■ Supplied entries:
......

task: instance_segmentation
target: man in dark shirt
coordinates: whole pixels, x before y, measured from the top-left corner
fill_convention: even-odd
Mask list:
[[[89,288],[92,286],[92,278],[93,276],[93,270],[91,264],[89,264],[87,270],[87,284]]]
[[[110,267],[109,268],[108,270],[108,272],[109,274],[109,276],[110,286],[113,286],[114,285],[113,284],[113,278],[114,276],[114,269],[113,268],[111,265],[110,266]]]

......

■ Task statement: Could you rewrite the listing above with "dark shirt" replaced by "black shirt" and everything else left as it is?

■ Response to this exercise:
task: instance_segmentation
target: man in black shirt
coordinates: whole pixels, x before y, measured from the top-left corner
fill_convention: even-odd
Mask list:
[[[89,288],[92,286],[92,278],[93,276],[93,270],[91,264],[89,264],[87,270],[87,284]]]
[[[110,267],[109,268],[108,270],[108,272],[109,274],[109,276],[110,286],[113,286],[114,285],[113,284],[113,278],[114,276],[114,269],[113,268],[111,265],[110,266]]]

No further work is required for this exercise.